What this task involves: Please write out the data that follows, word for word.
::: Record set
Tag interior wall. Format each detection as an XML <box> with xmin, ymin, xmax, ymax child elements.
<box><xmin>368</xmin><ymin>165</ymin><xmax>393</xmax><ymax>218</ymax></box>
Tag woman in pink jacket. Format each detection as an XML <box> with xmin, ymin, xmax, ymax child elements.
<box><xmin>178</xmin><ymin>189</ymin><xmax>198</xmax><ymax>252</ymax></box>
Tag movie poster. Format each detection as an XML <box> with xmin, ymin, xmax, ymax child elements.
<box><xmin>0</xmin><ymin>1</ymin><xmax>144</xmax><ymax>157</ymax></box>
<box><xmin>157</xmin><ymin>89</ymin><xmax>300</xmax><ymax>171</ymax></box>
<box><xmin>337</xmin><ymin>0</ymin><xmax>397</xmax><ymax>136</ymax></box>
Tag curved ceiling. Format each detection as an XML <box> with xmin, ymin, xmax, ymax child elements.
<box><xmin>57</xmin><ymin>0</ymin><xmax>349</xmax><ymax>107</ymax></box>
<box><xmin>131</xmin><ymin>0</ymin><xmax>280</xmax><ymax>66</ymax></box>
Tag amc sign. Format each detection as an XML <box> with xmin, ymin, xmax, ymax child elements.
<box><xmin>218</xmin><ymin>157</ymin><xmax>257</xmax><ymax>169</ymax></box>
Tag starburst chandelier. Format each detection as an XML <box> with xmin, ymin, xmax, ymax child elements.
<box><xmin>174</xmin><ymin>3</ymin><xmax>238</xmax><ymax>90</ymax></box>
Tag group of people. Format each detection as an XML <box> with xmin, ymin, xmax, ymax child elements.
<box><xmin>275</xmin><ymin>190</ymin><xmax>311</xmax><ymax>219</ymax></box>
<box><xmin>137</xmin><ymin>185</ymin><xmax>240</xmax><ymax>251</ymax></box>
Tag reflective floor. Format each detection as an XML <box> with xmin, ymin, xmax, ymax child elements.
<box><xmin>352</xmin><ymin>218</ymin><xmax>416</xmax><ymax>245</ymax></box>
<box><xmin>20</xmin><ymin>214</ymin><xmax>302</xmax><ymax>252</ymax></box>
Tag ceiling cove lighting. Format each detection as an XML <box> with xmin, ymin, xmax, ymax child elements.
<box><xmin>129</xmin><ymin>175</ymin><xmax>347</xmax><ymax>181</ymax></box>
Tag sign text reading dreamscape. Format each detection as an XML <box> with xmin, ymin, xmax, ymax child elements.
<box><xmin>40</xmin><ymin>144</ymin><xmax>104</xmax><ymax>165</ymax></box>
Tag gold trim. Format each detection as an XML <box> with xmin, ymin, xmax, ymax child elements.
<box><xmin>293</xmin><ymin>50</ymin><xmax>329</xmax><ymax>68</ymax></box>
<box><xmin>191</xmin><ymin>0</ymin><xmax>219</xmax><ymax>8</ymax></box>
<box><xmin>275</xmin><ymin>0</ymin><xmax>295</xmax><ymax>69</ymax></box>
::::::
Written response:
Tag interior wall. Format each detection as an XML <box> with xmin, ymin, xmax, ymax child elements.
<box><xmin>368</xmin><ymin>165</ymin><xmax>393</xmax><ymax>218</ymax></box>
Tag woman in pink jacket. Format each detection as an XML <box> with xmin, ymin, xmax, ymax child elements.
<box><xmin>178</xmin><ymin>189</ymin><xmax>198</xmax><ymax>252</ymax></box>
Tag movie poster. Format each detection as an XML <box> with xmin, ymin, xmax, ymax child elements.
<box><xmin>0</xmin><ymin>1</ymin><xmax>144</xmax><ymax>157</ymax></box>
<box><xmin>157</xmin><ymin>89</ymin><xmax>300</xmax><ymax>171</ymax></box>
<box><xmin>337</xmin><ymin>0</ymin><xmax>397</xmax><ymax>136</ymax></box>
Tag curved ceiling. Format each detection as an XML <box> with xmin, ymin, xmax, ymax child elements.
<box><xmin>57</xmin><ymin>0</ymin><xmax>349</xmax><ymax>107</ymax></box>
<box><xmin>131</xmin><ymin>0</ymin><xmax>280</xmax><ymax>66</ymax></box>
Tag amc sign. Format each detection as an XML <box> with xmin, ymin, xmax, ymax child elements.
<box><xmin>218</xmin><ymin>157</ymin><xmax>257</xmax><ymax>169</ymax></box>
Tag starburst chandelier. Format each detection as an XML <box> with xmin, ymin, xmax, ymax child elements.
<box><xmin>174</xmin><ymin>3</ymin><xmax>238</xmax><ymax>90</ymax></box>
Tag group of people. Format each detection as an XML <box> with xmin, ymin, xmax, ymax child elements.
<box><xmin>275</xmin><ymin>190</ymin><xmax>311</xmax><ymax>219</ymax></box>
<box><xmin>137</xmin><ymin>185</ymin><xmax>240</xmax><ymax>251</ymax></box>
Tag reflective floor. Format each detection as an XML <box> with xmin, ymin, xmax, ymax child elements.
<box><xmin>352</xmin><ymin>218</ymin><xmax>416</xmax><ymax>245</ymax></box>
<box><xmin>20</xmin><ymin>214</ymin><xmax>302</xmax><ymax>252</ymax></box>
Tag ceiling cove lighting. Format each detection as an XML <box> with xmin, ymin, xmax, ymax child elements.
<box><xmin>129</xmin><ymin>175</ymin><xmax>347</xmax><ymax>181</ymax></box>
Tag sign text reading dreamscape. Format each detection as an XML <box> with xmin, ymin, xmax, ymax child elements.
<box><xmin>40</xmin><ymin>144</ymin><xmax>104</xmax><ymax>165</ymax></box>
Tag gold trim. Format each detection as an XML <box> with xmin, ymin, xmax, ymax child elements.
<box><xmin>293</xmin><ymin>50</ymin><xmax>329</xmax><ymax>68</ymax></box>
<box><xmin>191</xmin><ymin>0</ymin><xmax>219</xmax><ymax>8</ymax></box>
<box><xmin>275</xmin><ymin>0</ymin><xmax>295</xmax><ymax>69</ymax></box>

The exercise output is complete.